- [Set exercise] Render the items below, from the line with "932, row 291." through the line with "column 1099, row 447", as a Markdown table with columns "Row" and "Line", giving each line its row number and skipping blank lines.

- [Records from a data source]
※ ※ ※

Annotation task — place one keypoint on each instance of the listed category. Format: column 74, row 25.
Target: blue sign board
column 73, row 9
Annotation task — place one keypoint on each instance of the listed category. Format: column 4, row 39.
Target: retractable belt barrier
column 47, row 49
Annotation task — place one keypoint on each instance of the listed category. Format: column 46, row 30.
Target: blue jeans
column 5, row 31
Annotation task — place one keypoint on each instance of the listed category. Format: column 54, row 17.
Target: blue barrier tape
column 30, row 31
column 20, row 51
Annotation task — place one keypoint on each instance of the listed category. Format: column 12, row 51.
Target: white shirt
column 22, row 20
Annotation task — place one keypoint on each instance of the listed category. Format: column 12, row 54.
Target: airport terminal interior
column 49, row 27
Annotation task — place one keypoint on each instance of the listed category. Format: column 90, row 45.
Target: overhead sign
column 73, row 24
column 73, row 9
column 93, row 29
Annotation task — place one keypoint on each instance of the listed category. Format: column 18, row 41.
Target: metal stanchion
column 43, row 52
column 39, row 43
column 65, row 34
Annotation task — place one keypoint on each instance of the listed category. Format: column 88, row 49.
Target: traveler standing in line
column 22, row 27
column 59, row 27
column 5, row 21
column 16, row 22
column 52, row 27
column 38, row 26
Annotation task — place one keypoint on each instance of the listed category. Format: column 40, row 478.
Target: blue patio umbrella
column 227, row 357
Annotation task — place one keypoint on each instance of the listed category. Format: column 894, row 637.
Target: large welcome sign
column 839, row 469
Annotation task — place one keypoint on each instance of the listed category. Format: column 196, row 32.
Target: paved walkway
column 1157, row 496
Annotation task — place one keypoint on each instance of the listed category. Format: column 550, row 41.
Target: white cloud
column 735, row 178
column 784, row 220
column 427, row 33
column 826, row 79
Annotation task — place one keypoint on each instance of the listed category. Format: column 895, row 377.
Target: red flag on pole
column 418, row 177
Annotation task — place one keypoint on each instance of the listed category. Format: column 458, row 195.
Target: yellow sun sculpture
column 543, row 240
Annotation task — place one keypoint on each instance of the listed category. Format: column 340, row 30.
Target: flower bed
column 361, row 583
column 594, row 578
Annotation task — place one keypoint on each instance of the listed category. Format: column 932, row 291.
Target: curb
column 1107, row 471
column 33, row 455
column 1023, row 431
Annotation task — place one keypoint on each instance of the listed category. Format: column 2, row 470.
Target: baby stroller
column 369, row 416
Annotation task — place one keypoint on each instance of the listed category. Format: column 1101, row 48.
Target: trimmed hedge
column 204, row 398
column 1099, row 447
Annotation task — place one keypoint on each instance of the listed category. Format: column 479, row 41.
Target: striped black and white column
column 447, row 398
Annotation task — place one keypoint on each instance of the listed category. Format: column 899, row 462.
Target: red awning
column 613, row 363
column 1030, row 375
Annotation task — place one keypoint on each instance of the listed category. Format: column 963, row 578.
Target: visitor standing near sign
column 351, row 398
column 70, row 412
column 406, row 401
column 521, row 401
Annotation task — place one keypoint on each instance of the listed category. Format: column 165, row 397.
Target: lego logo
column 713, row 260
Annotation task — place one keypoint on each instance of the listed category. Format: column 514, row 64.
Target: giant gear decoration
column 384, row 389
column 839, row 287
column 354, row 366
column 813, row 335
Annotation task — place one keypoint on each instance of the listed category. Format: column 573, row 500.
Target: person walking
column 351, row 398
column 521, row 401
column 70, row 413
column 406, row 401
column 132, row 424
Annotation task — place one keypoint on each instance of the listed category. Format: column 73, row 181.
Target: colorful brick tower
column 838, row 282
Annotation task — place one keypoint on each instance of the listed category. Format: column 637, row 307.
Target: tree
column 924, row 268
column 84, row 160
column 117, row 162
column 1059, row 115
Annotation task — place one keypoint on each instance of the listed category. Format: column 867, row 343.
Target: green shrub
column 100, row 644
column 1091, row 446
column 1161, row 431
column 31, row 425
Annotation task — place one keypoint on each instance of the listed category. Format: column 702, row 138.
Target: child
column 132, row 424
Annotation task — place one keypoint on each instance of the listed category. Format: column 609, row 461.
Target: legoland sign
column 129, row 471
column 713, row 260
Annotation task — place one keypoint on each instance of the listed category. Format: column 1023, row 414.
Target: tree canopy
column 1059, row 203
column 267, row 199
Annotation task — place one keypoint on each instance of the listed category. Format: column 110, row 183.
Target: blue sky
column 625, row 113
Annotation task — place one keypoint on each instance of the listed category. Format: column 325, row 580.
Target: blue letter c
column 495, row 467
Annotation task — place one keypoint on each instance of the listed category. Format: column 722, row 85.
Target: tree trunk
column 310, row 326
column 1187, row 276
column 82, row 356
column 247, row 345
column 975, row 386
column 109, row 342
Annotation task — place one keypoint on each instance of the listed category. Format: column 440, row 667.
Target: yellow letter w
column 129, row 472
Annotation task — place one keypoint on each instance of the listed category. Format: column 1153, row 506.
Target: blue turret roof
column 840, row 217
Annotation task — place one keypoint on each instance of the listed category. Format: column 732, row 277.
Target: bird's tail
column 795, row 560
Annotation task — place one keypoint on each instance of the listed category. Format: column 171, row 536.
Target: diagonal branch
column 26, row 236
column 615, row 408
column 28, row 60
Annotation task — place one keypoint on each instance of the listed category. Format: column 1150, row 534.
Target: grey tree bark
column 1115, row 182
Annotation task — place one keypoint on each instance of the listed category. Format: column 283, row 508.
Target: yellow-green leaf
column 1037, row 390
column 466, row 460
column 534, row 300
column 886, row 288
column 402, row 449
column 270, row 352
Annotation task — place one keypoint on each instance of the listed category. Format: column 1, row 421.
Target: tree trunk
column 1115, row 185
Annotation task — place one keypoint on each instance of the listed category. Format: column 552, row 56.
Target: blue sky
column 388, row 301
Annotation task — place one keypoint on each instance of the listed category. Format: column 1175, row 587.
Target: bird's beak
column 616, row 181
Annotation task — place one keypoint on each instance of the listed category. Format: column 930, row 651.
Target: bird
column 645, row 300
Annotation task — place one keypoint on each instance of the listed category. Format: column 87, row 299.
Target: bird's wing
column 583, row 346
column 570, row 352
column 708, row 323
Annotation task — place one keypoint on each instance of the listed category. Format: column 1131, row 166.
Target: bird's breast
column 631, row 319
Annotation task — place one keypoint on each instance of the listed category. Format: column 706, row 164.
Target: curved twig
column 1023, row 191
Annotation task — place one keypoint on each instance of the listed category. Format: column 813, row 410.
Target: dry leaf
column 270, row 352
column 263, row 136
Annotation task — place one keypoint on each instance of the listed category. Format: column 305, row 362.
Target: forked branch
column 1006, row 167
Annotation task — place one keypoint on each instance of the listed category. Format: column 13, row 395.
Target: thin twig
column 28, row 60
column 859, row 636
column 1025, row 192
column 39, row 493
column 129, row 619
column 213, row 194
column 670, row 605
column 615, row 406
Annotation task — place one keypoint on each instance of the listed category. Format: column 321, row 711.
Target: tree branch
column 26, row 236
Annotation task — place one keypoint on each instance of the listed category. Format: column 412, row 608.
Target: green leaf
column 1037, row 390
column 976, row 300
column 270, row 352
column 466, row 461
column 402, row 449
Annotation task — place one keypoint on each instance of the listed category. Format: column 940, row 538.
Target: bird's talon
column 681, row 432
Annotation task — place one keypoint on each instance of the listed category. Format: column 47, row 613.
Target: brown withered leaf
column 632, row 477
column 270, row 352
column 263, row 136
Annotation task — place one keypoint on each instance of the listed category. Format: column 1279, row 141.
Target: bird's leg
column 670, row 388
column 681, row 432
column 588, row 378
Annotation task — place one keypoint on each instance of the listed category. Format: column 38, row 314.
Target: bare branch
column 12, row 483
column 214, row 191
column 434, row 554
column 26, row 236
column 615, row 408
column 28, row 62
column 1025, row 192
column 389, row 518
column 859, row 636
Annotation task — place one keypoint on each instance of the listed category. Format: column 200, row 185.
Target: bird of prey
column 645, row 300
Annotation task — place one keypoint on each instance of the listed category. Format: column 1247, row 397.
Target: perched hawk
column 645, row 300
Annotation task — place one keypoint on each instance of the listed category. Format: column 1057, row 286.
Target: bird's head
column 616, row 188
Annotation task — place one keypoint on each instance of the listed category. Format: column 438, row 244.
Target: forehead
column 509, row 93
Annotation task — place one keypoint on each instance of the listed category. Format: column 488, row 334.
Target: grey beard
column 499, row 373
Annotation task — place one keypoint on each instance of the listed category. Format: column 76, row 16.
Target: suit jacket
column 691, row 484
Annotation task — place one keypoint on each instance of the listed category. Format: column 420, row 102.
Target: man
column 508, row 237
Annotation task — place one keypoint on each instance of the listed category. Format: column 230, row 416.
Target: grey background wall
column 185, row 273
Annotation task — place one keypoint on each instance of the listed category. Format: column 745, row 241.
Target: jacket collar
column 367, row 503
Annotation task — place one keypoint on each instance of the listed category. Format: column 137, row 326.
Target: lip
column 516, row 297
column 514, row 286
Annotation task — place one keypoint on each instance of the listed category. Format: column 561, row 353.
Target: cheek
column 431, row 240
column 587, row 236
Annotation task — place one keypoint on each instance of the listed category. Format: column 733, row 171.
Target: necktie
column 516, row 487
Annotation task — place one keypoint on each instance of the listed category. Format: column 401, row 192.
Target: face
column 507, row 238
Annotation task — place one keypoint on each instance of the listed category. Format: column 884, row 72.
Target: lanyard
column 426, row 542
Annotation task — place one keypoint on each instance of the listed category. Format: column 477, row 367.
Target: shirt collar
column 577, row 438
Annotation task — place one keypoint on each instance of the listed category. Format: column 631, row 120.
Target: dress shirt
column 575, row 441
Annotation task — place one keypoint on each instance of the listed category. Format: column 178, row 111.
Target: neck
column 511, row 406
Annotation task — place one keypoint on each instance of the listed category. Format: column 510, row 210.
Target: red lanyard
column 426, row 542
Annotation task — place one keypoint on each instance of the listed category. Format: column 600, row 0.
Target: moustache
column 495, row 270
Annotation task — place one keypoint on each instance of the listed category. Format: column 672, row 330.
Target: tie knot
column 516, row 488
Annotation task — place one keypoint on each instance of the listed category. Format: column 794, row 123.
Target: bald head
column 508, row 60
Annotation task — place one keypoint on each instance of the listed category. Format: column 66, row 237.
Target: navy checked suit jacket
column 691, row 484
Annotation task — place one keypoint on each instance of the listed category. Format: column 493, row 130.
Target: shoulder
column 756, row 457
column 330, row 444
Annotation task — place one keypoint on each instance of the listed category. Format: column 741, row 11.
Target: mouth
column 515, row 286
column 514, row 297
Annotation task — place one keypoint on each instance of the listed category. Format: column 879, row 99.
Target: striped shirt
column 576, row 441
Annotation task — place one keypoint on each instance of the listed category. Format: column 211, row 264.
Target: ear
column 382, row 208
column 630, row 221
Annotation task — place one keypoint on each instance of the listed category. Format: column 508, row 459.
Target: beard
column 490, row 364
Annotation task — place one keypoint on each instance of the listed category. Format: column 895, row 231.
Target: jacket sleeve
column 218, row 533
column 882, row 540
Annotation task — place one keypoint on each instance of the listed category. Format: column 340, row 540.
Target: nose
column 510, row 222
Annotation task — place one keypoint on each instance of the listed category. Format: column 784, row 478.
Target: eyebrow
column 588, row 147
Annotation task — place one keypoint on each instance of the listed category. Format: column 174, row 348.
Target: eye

※ ※ ※

- [Correct result]
| Row | Line |
|---|---|
| 1 | Annotation task — place one keypoint on each instance of the listed category. Format: column 932, row 291. |
| 2 | Target: curb |
| 3 | column 1107, row 471 |
| 4 | column 33, row 455 |
| 5 | column 1023, row 431 |
| 6 | Annotation task — place one keypoint on each instance of the listed category. Format: column 2, row 470. |
| 7 | Target: baby stroller |
| 8 | column 369, row 416 |
| 9 | Annotation task — place one keypoint on each instance of the listed category. Format: column 1101, row 48. |
| 10 | Target: trimmed hedge |
| 11 | column 204, row 398 |
| 12 | column 1099, row 447 |